Saved entries:
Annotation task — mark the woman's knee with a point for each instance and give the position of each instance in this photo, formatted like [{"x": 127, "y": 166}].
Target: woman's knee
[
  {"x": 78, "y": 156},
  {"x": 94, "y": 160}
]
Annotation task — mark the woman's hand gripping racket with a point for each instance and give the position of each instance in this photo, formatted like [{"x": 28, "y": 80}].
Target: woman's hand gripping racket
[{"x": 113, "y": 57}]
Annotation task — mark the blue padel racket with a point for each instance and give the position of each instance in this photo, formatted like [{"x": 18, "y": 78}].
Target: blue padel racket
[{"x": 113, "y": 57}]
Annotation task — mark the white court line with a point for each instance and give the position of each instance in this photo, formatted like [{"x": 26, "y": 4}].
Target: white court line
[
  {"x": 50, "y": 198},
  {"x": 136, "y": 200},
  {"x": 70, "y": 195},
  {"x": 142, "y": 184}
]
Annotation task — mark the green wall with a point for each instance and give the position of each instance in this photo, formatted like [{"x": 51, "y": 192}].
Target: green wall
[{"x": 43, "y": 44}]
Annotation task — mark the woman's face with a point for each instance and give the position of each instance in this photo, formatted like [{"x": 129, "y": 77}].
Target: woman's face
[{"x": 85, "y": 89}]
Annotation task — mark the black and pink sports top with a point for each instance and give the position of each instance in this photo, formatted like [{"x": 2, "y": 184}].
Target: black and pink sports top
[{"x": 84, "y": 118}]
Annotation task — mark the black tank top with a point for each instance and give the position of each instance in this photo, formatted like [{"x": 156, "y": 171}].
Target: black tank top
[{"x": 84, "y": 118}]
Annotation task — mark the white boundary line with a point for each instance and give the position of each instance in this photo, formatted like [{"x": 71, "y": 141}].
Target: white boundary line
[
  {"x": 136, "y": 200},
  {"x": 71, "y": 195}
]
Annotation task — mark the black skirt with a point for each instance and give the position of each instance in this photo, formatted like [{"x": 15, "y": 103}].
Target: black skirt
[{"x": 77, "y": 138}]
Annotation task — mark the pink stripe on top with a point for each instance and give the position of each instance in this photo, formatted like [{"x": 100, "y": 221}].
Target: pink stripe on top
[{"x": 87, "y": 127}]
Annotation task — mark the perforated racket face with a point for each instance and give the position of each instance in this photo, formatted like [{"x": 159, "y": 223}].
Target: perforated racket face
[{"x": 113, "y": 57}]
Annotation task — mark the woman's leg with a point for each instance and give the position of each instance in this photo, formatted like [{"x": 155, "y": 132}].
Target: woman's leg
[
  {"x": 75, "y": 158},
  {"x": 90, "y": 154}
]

EXERCISE INSTRUCTIONS:
Change "woman's" to "player's" wherever it appears in the rows above. Reproduce every row with that single substitution and nothing else altered.

EXERCISE RESPONSE:
Annotation task — mark the player's knee with a point for each instance and give the position of each instance in this photo, formatted like [{"x": 127, "y": 166}].
Target: player's knee
[
  {"x": 78, "y": 156},
  {"x": 94, "y": 160}
]
Annotation task — mark the player's hand gripping racket with a point for each instance and give the position of each instance in this photo, formatted like [{"x": 28, "y": 80}].
Target: player's hand gripping racket
[{"x": 113, "y": 57}]
Annotation task — mark the blue padel racket with a point for each instance and give the position of each instance in this photo, formatted like [{"x": 18, "y": 78}].
Target: blue padel racket
[{"x": 113, "y": 57}]
Annotation task — mark the white court line with a point for each instance and give the position of each instance in this photo, formatted like [{"x": 26, "y": 4}].
Target: white court line
[
  {"x": 50, "y": 198},
  {"x": 136, "y": 200},
  {"x": 70, "y": 195},
  {"x": 142, "y": 184}
]
Annotation task — mark the green wall with a point for each instance and give the position of each instance in this photo, formatted like [{"x": 51, "y": 192}].
Target: green wall
[{"x": 43, "y": 44}]
Annotation task — mark the player's face with a point for each instance and give the position of each instance in this photo, formatted like [{"x": 129, "y": 77}].
Target: player's face
[{"x": 85, "y": 89}]
Annotation task — mark the black and pink sports top with a point for each instance and give the position of each instance in this photo, formatted like [{"x": 2, "y": 184}].
Target: black and pink sports top
[{"x": 84, "y": 118}]
Annotation task — mark the black tank top with a point for each instance and give the position of each instance in this photo, formatted like [{"x": 156, "y": 171}].
Target: black tank top
[{"x": 84, "y": 118}]
Annotation task — mark the white boundary line with a point for each instance and give the position of each instance in this photo, formatted like [{"x": 71, "y": 141}].
Target: white boundary line
[
  {"x": 136, "y": 200},
  {"x": 71, "y": 195}
]
Annotation task — mark the black skirt with a point for each instance and give the position of each instance in this photo, formatted like [{"x": 15, "y": 103}].
Target: black skirt
[{"x": 77, "y": 138}]
Annotation task — mark the pink stripe on top with a point for each instance and give the position of each instance in this photo, formatted like [{"x": 100, "y": 221}].
Target: pink stripe on top
[{"x": 87, "y": 127}]
Annotation task — mark the perforated racket face with a point for each instance and give the position of each instance in this photo, formatted like [{"x": 159, "y": 223}].
Target: perforated racket face
[{"x": 113, "y": 57}]
Annotation task — mark the player's leg with a point for each instance and give the position of each instance in this photo, formatted like [{"x": 155, "y": 132}].
Target: player's leg
[
  {"x": 75, "y": 158},
  {"x": 90, "y": 154}
]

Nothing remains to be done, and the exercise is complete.